[Статья]
........

Смекни!
smekni.com

Екатерина Великая и Россия Глазами Иностранцев в Эпоху (стр. 36 из 44)

События, предвещавшие войну, скоро отвлекли государыню от ее законодательных трудов. Шуазель полагал, что война неизбежна. Английское правительство, имея в виду разрушить наш торговый союз с Россиею, подстрекало турок помогать татарам, лезгинам и ахалцихскому паше в их враждебных действиях против России. Подготовляя разрыв, Англия надеялась уменьшить наше влияние в Петербурге и совершенно уничтожить наше значение в Константинополе.

Все эти проделки снова пробуждали в императрице прежнюю недоверчивость к нам, и со мною стали реже совещаться. Но в личных отношениях ко мне императрица была по-прежнему любезна. Она пригласила меня отобедать с нею в новом дворце, построенном князем Потемкиным. В этом дворце была такая длинная галерея с колоннадою, что стол на пятьдесят приборов, накрытый в одном конце, был едва заметен для входящих с другого конца. За нею находился зимний сад, такой обширный, что посредине построена была беседка, где могли свободно поместиться пятьдесят человек, а между тем она вовсе не казалась слишком огромною по величине сада. Здесь князь дал нам самый необыкновенный концерт. Это был хор роговой музыки, в котором каждый трубач мог брать только одну ноту. Несмотря на это, они легко и отчетливо исполняли самые трудные пьесы.

........

[Исходные данные]

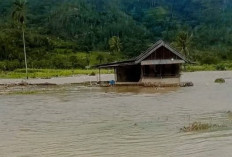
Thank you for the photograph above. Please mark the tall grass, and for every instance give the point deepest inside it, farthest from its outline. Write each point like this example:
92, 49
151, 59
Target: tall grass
49, 73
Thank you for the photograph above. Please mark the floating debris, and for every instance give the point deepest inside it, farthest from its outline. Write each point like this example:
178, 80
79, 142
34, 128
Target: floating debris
198, 126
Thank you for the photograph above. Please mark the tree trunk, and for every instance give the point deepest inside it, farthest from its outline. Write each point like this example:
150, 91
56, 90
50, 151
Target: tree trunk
25, 54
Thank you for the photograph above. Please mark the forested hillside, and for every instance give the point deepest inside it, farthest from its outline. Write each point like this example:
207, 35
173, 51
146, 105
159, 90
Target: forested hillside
79, 33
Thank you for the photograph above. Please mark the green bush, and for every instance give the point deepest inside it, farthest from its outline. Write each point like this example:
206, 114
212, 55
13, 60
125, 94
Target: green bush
220, 67
209, 59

........

[Задания]
• A. Кем, согласно отрывку о Екатерине Великой, был построен новый дворец, где императрица устроила обед?
• B. Изложите отрывок о Екатерине Великой в двух предложениях.
• C. Напишите продолжение отрывка о Екатерине Великой, начиная сразу после его последнего предложения.

[Ответы]
• A. Князем Потемкиным.

• B. События, предвещавшие войну, отвлекли императрицу от законодательных трудов. Англия подстрекала турок против России, и недоверчивость государыни к стороне автора вернулась, хотя к самому автору она оставалась любезна и пригласила его на обед в новый дворец Потемкина, где князь дал концерт роговой музыки.

• C.
Вице-канцлер также дал большой ужин для императрицы. На ту пору приехал в Петербург граф Кюстин, и мне хотелось, чтобы его тоже пригласили. Но так как он не был еще представлен ко двору, то граф Остерман не смел просить его к себе. Я сообщил свое желание государыне, и граф тотчас же был приглашен.

С пышностью отпраздновав в Петергофе петров день, императрица, по обыкновению, воспользовалась этим торжественным случаем, чтобы излить на многих свои милости. Графу Безбородку подарила она 4000 душ, графу Воронцову — 50 000 рублей. Шесть человек были пожалованы сенаторами, несколько сановников назначены губернаторами, и роздано было много орденов.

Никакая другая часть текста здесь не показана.